§ To do
Word for word, restate the line containing "Target: dark soil surface" and all the lines that come after it in the entries below. Include nothing from before it.

Extracted records:
== == ==

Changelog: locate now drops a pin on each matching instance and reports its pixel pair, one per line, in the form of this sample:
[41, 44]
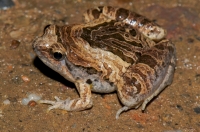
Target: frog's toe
[58, 104]
[125, 108]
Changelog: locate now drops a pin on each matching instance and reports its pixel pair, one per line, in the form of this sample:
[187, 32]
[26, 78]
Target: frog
[114, 50]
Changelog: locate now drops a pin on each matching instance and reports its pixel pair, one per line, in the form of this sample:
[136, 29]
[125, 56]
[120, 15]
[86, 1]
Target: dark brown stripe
[148, 60]
[112, 38]
[128, 86]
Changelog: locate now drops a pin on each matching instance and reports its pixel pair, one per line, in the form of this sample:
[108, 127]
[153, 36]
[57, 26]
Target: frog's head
[51, 51]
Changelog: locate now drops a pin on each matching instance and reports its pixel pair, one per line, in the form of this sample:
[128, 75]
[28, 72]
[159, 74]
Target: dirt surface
[176, 109]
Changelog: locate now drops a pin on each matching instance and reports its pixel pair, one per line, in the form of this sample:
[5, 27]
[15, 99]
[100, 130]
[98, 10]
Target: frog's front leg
[82, 103]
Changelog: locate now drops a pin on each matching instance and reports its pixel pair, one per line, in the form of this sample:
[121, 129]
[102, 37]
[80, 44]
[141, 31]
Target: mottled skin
[114, 50]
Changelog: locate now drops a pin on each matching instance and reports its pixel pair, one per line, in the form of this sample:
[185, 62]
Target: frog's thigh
[166, 81]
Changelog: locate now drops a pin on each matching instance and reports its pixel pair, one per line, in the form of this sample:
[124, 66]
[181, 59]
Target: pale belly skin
[115, 50]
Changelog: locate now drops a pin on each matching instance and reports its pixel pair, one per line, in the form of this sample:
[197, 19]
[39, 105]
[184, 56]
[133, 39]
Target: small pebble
[32, 103]
[29, 100]
[14, 44]
[25, 78]
[6, 102]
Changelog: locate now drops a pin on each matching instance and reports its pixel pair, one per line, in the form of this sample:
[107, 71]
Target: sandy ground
[176, 109]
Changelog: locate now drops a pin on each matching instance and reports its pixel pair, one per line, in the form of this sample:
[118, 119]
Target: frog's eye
[58, 55]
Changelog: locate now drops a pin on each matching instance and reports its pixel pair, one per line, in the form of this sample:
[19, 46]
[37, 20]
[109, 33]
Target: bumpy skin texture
[115, 50]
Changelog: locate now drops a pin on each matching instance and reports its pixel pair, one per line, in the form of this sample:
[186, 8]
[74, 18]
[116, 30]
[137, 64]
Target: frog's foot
[125, 108]
[69, 105]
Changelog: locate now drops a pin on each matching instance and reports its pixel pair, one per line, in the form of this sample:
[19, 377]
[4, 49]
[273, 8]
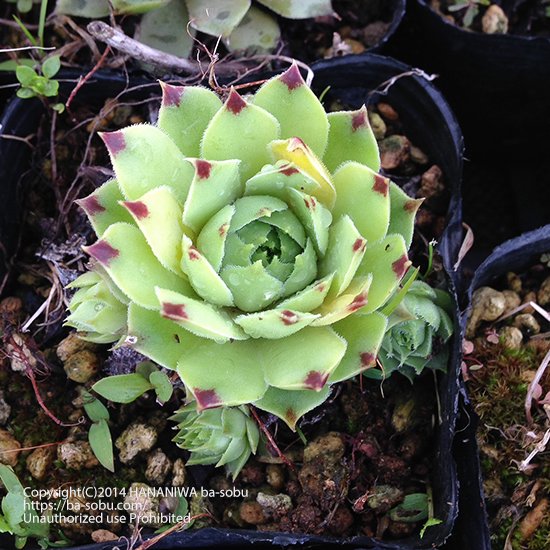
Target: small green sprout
[18, 516]
[99, 435]
[250, 245]
[125, 388]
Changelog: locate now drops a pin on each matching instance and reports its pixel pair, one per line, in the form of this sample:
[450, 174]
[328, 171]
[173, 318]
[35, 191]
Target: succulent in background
[241, 24]
[417, 333]
[251, 245]
[225, 436]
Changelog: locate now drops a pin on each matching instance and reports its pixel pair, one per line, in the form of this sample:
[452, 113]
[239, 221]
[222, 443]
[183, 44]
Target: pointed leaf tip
[401, 265]
[381, 185]
[413, 205]
[206, 399]
[174, 312]
[359, 119]
[235, 103]
[292, 77]
[367, 359]
[171, 95]
[102, 251]
[114, 141]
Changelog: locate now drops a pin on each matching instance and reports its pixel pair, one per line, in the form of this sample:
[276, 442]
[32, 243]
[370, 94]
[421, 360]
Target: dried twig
[176, 527]
[118, 40]
[24, 48]
[534, 305]
[83, 80]
[465, 247]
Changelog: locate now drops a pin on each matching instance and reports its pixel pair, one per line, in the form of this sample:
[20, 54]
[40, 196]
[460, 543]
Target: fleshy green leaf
[212, 238]
[240, 130]
[26, 75]
[134, 7]
[253, 208]
[203, 277]
[91, 9]
[158, 215]
[216, 17]
[165, 29]
[211, 372]
[122, 388]
[274, 323]
[215, 185]
[290, 405]
[364, 335]
[158, 338]
[310, 298]
[144, 157]
[299, 9]
[363, 195]
[163, 386]
[403, 210]
[290, 100]
[351, 138]
[51, 66]
[184, 114]
[413, 508]
[257, 32]
[253, 288]
[101, 443]
[345, 251]
[355, 298]
[275, 179]
[302, 361]
[102, 207]
[304, 272]
[294, 150]
[94, 408]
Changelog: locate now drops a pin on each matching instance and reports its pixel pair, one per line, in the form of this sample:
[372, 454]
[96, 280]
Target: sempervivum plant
[250, 244]
[417, 333]
[225, 436]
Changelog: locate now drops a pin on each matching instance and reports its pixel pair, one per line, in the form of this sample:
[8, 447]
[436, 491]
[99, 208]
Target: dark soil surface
[524, 17]
[359, 26]
[367, 448]
[503, 368]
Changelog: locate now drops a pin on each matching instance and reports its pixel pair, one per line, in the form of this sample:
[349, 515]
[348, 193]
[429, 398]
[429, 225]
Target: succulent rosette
[417, 333]
[224, 436]
[250, 245]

== == ==

§ Solution
Target: dark soil surface
[524, 17]
[359, 26]
[367, 448]
[503, 368]
Changelog: locate now drops a pin on each matching instance and reports its pixel pair, one per line, in the form of this sample:
[349, 515]
[348, 193]
[429, 398]
[429, 225]
Target: succulent rosette
[417, 333]
[224, 436]
[250, 245]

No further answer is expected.